### Extrait du document
À midi, une soupe de rutabaga et de chou est servie et suivie d’un second appel. À 18h, un troisième appel épuise les détenus avant le retour aux baraques pour le maigre repas du soir.

Beaucoup de prisonniers mouraient de bronchites, pneumonies, blessures et fractures diverses, gangrène.

Après cet exposé difficile à entendre, nous remontons le camp le long du ravin de la mort pour entrer dans la baraque n°1, où sont exposés des documents, photographies et objets qui reviennent sur les origines et le fonctionnement du camp de 1941 à 1944.

Simone nous communique quelques renseignements sur le destin de certains des SS qui ont présidé au commandement ou aux expériences médicales dans le camp du Struthof.

Kramer, est commandant au Struthof pendant deux ans avant de diriger le camp d’Auschwitz puis celui de Bergen-Belsen où il est arrêté à la libération par les Britanniques. Il est jugé pour le gazage des 87 juifs au Struthof, condamné à mort et pendu  en 1946 au Luxembourg.

Hirt, condamné à mort par contumace, s’est, semble-t-il suicidé en 1945, en Allemagne.

Haagen est arrêté par les Américains en 1945 et condamné à 20 ans de détention par le tribunal de Lyon en 1952.

Bickenbach comparaît en 1947 devant le tribunal de Strasbourg, puis en 1952 devant le tribunal de Metz. Condamné à perpétuité, sa peine est ramenée à 20 ans de prison.

Nous prenons encore quelques instants pour examiner les dessins effectués par un détenu, témoignage du calvaire enduré et les documents exposés avant de regagner notre autocar.

Simone nous accompagne, le chauffeur devant la déposer dans son village et elle continue en route à nous donner des informations passionnantes et instructives au gré des cités que nous traversons ou longeons.

### Travail demandé
1. Dans le récit de la visite du Struthof, comment condenser en deux phrases le paragraphe qui commence par « Kramer, est commandant au Struthof » sans perdre ses faits principaux ?
2. Quels sont tous les SS dont le récit de la visite du Struthof rapporte le destin ?
3. Poursuivez le récit de la visite du Struthof à la suite de sa dernière phrase.

### Données brutes
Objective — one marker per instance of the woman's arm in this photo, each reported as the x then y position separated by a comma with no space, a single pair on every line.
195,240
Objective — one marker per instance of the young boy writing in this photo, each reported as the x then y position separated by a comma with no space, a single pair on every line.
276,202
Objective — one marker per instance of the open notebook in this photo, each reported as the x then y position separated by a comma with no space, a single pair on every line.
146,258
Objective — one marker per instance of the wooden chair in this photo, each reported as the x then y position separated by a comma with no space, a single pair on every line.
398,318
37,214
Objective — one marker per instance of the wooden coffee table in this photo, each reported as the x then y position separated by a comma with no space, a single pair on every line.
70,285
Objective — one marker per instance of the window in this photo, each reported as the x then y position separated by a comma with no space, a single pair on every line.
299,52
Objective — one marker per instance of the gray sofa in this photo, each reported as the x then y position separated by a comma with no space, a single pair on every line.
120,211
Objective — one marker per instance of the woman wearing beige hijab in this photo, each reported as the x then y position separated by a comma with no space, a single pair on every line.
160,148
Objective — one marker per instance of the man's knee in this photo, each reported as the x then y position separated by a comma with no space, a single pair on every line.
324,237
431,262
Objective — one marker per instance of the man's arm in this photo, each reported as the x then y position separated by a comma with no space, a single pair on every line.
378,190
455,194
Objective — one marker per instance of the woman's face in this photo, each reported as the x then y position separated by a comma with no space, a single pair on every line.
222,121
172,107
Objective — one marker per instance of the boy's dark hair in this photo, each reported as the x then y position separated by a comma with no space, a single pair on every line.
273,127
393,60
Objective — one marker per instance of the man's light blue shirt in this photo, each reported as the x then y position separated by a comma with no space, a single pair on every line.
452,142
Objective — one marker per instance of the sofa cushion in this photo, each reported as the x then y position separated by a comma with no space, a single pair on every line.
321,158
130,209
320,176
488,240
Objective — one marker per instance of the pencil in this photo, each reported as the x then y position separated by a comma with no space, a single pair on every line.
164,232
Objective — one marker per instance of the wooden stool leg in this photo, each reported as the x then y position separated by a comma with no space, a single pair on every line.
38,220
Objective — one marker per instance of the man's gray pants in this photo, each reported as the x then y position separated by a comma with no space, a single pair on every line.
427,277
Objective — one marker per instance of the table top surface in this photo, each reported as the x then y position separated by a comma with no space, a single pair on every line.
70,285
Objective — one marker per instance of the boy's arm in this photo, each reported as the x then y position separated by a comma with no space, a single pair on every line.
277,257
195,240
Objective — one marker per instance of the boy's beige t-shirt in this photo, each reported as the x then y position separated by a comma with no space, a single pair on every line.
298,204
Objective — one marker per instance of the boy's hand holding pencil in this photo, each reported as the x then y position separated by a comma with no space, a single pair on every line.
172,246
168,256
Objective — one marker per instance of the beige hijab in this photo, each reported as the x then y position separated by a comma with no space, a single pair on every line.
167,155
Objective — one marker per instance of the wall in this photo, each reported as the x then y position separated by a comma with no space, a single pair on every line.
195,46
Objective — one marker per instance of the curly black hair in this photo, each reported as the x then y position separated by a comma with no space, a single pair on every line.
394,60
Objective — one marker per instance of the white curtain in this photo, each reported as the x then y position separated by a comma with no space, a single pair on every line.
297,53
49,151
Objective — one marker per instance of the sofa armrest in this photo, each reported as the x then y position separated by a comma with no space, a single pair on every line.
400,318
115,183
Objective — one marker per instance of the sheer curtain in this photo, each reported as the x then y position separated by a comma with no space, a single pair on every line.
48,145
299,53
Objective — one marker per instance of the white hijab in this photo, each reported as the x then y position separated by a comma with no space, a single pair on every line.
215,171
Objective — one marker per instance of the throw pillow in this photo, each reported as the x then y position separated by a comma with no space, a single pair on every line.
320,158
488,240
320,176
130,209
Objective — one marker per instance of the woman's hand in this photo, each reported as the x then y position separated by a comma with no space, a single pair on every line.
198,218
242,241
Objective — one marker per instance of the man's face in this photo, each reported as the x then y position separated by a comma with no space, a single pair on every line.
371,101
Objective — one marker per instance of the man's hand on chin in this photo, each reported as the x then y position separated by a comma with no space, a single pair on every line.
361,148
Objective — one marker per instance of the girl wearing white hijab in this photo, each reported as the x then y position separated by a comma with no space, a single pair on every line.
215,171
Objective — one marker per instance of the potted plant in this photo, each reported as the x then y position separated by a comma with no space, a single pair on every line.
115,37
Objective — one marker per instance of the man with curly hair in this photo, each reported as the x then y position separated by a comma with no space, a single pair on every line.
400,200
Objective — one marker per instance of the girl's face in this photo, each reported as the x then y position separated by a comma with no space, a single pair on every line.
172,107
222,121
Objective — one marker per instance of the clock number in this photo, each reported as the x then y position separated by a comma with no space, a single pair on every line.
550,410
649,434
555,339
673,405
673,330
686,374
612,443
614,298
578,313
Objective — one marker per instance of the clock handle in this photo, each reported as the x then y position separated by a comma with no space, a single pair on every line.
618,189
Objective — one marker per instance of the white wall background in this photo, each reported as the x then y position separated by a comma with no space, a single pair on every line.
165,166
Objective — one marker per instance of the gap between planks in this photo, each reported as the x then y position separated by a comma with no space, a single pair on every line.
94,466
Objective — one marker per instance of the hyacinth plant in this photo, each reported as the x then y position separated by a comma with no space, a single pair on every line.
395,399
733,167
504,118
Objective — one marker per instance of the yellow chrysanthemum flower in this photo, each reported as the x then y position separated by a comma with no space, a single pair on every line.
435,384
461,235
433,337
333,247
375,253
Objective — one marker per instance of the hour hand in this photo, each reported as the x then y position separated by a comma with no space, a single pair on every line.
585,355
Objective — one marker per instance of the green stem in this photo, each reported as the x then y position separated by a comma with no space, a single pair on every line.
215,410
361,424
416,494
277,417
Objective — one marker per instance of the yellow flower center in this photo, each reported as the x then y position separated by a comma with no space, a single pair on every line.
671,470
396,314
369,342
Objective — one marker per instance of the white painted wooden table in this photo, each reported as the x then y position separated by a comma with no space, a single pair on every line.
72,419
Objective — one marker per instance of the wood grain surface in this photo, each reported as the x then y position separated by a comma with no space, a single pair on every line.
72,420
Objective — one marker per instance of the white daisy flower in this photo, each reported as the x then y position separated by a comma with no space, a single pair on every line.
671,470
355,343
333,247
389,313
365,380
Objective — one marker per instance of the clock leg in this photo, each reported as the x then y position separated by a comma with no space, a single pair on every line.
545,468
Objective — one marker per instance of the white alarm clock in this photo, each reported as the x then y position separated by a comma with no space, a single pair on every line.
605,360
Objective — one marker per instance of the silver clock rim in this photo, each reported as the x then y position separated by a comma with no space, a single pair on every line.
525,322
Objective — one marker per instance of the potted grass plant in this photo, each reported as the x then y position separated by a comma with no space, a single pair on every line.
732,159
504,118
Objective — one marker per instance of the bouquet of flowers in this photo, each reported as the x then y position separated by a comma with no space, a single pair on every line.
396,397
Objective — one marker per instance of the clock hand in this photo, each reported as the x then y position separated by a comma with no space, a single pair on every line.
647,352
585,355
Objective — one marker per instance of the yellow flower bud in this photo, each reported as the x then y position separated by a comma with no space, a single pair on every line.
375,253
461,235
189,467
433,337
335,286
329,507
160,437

### Réponses par tâche
1. Kramer commande le Struthof pendant deux ans, puis dirige Auschwitz et Bergen-Belsen, où les Britanniques l'arrêtent à la libération. Jugé pour le gazage des 87 juifs au Struthof, il est condamné à mort et pendu en 1946 au Luxembourg.

2.
- Kramer
- Hirt
- Haagen
- Bickenbach

3.
A propos des communes de Waldersbach et de Fouday, elle nous parle du pasteur humaniste Jean-Frédéric Oberlin (1740-1826), figure vénérée en Alsace, précurseur des écoles maternelles. Le pasteur Oberlin est l’initiateur de nombreuses œuvres sociales, cherchant à améliorer en permanence la vie des habitants, favorisant la construction de routes, la création de caisses de prêt, le développement de l’agriculture et de l’artisanat ou de l’industrie textile par l’apport de métiers à tisser. Surtout, ardent partisan de l’éducation par le jeu, il s’illustre par la création des « poêles à tricoter », ancêtres des écoles maternelles. Il confie ces petites écoles à des « conductrices de la tendre enfance », premières femmes rémunérées, qui pratiquent une pédagogie de l’éveil. Il fut inhumé au cimetière de Fouday.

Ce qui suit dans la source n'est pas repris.